TESTO FORNITO:
────

Gli orologi svizzeri sono in ritardo: Apple Watch ha vinto la partita

Apple Watch supera gli orologi svizzeri

Ha venduto più orologi Apple che non l'intera industria svizzera: il futuro dei grandi brand del settore è dunque messo a rischio dall'Apple Watch.
Apple Watch supera gli orologi svizzeri
Ha venduto più orologi Apple che non l'intera industria svizzera: il futuro dei grandi brand del settore è dunque messo a rischio dall'Apple Watch.

Nell’aria ancora risuonano le parole dell’amministratore delegato Volkswagen, Herbert Diess, il quale lo ha ammesso senza mezzi termini: se l’industria dell’auto non corre veloce verso l’innovazione, farà la fine di Nokia. Esatto, è questa la metafora adottata da Diess: la parabola di Nokia, sopraffatta dall’ondata del cambiamento, è ciò che l’industria dell’auto deve evitare a tutti i costi per poter sopravvivere ai prossimi anni di grandissima evoluzione del comparto.

────

DATI IN INGRESSO:

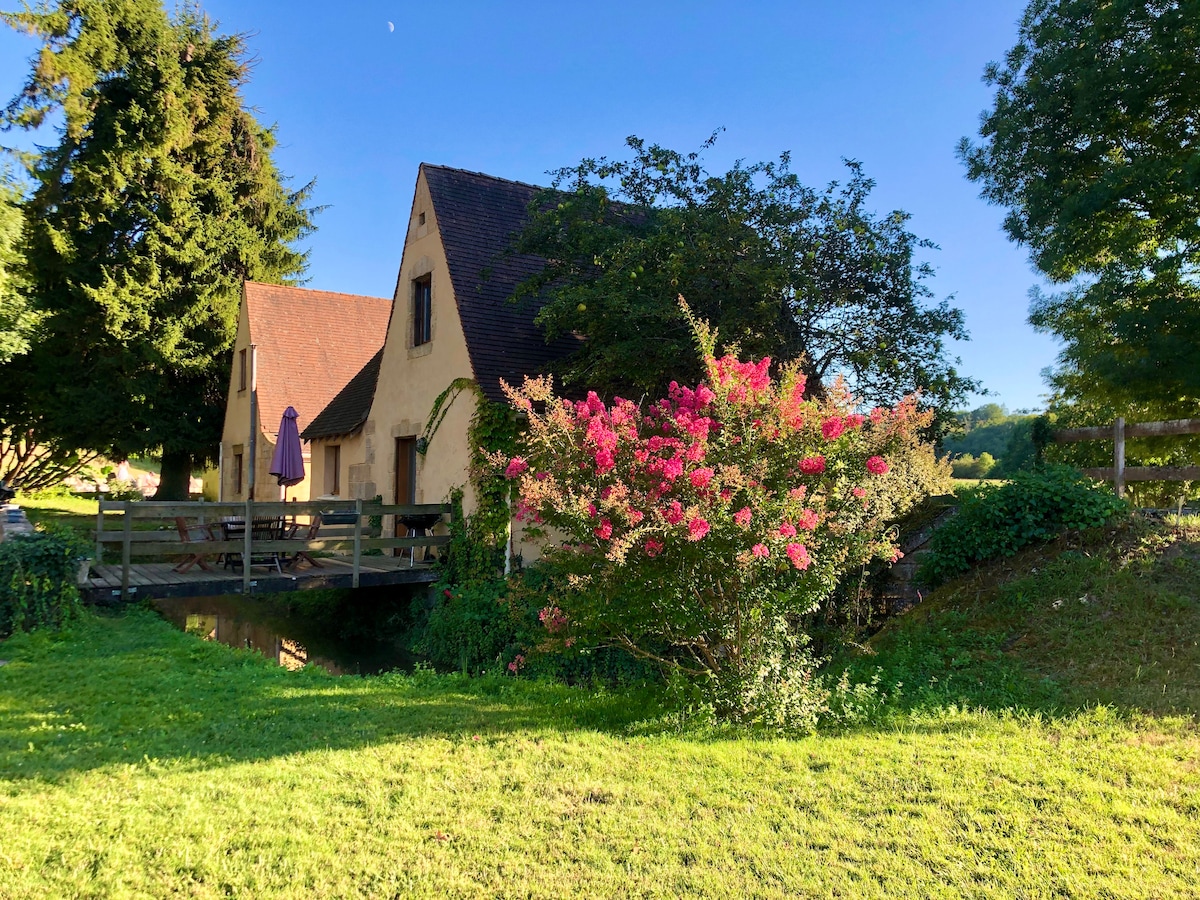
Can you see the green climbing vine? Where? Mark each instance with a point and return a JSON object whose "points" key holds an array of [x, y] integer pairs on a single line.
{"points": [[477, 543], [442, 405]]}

────

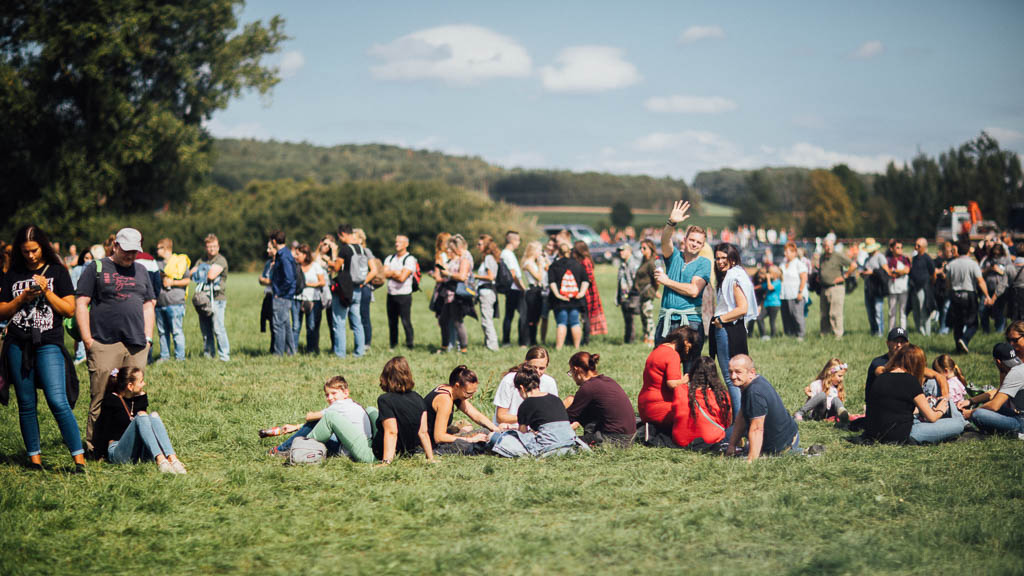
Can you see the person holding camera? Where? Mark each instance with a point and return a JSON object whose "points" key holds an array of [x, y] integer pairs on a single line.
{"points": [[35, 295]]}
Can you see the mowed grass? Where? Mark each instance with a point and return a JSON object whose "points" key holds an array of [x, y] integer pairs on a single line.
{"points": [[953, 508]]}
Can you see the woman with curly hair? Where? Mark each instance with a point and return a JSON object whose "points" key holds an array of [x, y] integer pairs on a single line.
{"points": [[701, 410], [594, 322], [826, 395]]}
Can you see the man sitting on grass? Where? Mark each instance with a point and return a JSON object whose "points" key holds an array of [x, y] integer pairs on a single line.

────

COMPITI DA SVOLGERE:
1. Trasforma in una lista JSON di stringhe il tratto dell'elenco che va dalla riga contenente "Can you see the mowed" fino alla riga contenente "Can you see the man", estremi inclusi. Usa una stringa per ogni riga e tralascia quelle vuote.
2. Prosegui l'articolo sull'Apple Watch e l'industria orologiera svizzera, ripartendo subito dopo l'ultima frase riportata.
Il testo e l'elenco provengono da fonti diverse.

RISPOSTE ATTESE:
1.
[
  "Can you see the mowed grass? Where? Mark each instance with a point and return a JSON object whose \"points\" key holds an array of [x, y] integer pairs on a single line.",
  "{\"points\": [[953, 508]]}",
  "Can you see the woman with curly hair? Where? Mark each instance with a point and return a JSON object whose \"points\" key holds an array of [x, y] integer pairs on a single line.",
  "{\"points\": [[701, 410], [594, 322], [826, 395]]}",
  "Can you see the man sitting on grass? Where? Mark each instance with a point and return a JSON object whose \"points\" key holds an array of [x, y] integer pairs on a single line."
]

2.
Ma non c’è solo l’auto in questa situazione. Un altro esempio calzante – e la cosa è nota ormai da tempo – è nel mondo degli orologi di alta fascia, qualcosa che sta alla base dell’economia svizzera. Dici “orologio svizzero” e immediatamente balzano al pensiero valori come resistenza, precisione, durata, eleganza, prestigio. Tanta roba, ma non basta: non più. Dici “orologio svizzero” e pensi “boomer”, il che si scontra con un mondo che sta velocemente virando verso le nuove generazioni. Chi lo dice? I numeri.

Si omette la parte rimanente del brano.